> **Exercise task**: Edit the entries from the first line through the line containing "[6, 28, 24, 86]", changing "snow pants" to "ski pants". Keep everything else in those lines the same.

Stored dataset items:
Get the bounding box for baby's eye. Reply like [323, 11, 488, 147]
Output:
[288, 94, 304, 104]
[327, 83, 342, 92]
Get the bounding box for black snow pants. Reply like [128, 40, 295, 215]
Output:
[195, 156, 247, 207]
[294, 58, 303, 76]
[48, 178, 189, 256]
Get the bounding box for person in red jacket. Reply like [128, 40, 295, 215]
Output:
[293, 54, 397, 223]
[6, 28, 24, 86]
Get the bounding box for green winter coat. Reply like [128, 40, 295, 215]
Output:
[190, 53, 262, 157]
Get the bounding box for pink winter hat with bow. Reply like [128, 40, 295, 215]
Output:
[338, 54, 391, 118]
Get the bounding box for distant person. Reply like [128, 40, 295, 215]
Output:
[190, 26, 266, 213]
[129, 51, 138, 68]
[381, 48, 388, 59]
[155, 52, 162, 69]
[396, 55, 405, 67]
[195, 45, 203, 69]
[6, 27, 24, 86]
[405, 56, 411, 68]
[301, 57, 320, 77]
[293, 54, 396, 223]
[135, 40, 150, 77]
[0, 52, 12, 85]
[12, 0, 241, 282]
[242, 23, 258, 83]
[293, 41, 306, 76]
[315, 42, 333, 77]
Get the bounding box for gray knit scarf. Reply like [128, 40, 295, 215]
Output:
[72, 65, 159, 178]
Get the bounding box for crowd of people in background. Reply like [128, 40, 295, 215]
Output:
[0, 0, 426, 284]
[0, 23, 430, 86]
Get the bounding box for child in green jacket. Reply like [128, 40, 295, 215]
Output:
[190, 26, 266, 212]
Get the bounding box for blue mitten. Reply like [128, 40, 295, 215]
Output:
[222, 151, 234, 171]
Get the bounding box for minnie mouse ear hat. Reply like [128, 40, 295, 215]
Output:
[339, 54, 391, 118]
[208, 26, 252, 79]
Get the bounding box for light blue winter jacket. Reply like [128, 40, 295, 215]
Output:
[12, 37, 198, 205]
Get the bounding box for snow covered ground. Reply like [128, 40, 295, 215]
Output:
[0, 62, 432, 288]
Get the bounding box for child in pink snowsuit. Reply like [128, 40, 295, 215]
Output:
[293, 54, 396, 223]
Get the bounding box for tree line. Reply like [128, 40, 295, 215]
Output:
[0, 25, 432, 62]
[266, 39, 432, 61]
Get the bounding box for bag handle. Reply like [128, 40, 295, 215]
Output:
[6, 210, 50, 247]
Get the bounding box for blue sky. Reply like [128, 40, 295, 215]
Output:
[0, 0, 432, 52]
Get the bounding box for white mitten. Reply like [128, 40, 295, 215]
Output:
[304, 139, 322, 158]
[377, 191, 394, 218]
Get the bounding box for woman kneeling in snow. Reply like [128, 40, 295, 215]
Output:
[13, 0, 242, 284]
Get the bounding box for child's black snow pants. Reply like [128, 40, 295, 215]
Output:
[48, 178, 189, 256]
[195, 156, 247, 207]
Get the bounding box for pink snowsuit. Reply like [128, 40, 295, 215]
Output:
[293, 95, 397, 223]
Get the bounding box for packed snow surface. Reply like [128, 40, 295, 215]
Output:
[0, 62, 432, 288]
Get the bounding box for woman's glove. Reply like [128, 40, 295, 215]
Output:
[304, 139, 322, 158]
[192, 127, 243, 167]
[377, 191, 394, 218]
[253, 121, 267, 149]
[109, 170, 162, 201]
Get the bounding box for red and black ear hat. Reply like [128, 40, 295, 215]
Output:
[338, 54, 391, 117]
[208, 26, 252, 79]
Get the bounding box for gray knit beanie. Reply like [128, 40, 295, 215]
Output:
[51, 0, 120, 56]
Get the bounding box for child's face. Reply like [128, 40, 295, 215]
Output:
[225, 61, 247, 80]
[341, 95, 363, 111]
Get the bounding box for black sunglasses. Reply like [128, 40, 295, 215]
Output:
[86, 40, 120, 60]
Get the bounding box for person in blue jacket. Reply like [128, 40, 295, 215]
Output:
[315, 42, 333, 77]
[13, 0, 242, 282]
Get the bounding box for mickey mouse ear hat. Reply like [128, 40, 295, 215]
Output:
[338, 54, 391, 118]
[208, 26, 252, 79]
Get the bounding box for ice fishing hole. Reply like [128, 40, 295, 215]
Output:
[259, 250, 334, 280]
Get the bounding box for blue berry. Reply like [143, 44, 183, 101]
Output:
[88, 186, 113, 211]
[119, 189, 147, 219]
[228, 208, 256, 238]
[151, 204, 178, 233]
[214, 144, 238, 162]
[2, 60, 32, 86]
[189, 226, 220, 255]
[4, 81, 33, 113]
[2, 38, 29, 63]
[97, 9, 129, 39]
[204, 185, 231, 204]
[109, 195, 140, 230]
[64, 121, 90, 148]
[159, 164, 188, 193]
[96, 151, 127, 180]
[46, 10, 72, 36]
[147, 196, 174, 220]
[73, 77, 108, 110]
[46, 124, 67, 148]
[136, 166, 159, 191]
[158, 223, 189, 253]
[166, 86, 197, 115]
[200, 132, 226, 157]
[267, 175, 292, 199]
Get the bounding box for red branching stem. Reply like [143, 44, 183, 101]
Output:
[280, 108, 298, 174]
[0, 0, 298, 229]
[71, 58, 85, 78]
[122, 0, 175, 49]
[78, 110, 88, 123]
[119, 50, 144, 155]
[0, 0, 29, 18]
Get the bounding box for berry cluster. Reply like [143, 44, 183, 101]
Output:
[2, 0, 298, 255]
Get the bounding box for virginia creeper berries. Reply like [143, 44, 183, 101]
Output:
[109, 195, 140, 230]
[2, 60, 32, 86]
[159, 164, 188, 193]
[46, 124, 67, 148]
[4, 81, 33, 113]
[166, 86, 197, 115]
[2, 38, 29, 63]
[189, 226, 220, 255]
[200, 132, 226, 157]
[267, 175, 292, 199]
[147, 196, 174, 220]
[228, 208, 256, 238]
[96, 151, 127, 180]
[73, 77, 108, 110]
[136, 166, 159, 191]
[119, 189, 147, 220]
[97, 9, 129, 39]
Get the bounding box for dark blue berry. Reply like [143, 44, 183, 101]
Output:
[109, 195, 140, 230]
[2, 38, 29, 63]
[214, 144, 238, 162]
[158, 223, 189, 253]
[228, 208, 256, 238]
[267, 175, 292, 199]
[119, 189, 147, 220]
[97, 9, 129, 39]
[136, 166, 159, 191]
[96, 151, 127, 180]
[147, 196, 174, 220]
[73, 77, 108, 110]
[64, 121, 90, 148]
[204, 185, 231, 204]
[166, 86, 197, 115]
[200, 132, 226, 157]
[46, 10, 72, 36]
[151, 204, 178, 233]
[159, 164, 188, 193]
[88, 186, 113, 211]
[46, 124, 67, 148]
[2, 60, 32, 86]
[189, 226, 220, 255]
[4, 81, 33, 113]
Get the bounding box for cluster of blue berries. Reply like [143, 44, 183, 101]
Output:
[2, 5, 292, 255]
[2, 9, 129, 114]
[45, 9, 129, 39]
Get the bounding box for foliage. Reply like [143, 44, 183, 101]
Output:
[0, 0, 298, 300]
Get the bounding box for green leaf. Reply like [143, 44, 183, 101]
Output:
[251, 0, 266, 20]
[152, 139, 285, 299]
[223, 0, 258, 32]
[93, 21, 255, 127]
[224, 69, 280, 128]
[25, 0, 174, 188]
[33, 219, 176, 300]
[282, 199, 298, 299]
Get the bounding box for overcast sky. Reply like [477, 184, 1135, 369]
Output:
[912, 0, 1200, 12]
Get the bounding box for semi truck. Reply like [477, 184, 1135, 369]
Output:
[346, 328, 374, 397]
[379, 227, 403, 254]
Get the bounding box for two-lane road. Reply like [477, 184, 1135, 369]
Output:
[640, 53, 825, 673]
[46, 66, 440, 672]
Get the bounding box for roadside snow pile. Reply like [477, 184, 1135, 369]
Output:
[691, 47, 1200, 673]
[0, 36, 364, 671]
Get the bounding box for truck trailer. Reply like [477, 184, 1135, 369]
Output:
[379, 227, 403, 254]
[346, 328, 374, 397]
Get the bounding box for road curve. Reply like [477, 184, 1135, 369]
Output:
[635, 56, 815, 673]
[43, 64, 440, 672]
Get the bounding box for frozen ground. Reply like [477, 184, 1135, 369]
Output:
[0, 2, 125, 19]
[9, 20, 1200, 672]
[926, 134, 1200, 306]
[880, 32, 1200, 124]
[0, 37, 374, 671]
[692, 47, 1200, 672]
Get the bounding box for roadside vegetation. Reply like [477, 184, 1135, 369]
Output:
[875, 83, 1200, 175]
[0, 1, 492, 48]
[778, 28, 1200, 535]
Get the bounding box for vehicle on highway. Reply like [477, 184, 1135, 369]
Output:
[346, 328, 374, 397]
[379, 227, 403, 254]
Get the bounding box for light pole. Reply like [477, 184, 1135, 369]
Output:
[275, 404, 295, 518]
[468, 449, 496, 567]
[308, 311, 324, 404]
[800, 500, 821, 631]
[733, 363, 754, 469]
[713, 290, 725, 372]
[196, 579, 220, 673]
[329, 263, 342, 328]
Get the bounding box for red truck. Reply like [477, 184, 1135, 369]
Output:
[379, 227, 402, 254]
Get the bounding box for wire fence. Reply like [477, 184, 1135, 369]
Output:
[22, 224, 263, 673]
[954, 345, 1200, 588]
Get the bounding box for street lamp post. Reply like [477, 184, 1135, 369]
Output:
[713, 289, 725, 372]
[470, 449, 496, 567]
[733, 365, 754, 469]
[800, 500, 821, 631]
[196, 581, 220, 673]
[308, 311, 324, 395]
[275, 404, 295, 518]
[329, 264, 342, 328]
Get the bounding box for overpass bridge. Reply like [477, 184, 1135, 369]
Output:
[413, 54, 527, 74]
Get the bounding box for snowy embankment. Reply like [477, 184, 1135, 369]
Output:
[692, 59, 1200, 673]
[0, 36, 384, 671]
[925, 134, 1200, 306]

> **Problem solution**:
Get the bounding box for baby's eye. Reply like [323, 11, 488, 147]
Output:
[288, 94, 304, 104]
[327, 83, 342, 92]
Get the bounding box for black ski pants. Reply like [128, 40, 295, 215]
Output:
[195, 156, 247, 207]
[294, 58, 303, 76]
[48, 178, 189, 256]
Get the bounding box for person in red jacket. Reply like [128, 40, 295, 215]
Output:
[293, 54, 397, 223]
[6, 28, 24, 86]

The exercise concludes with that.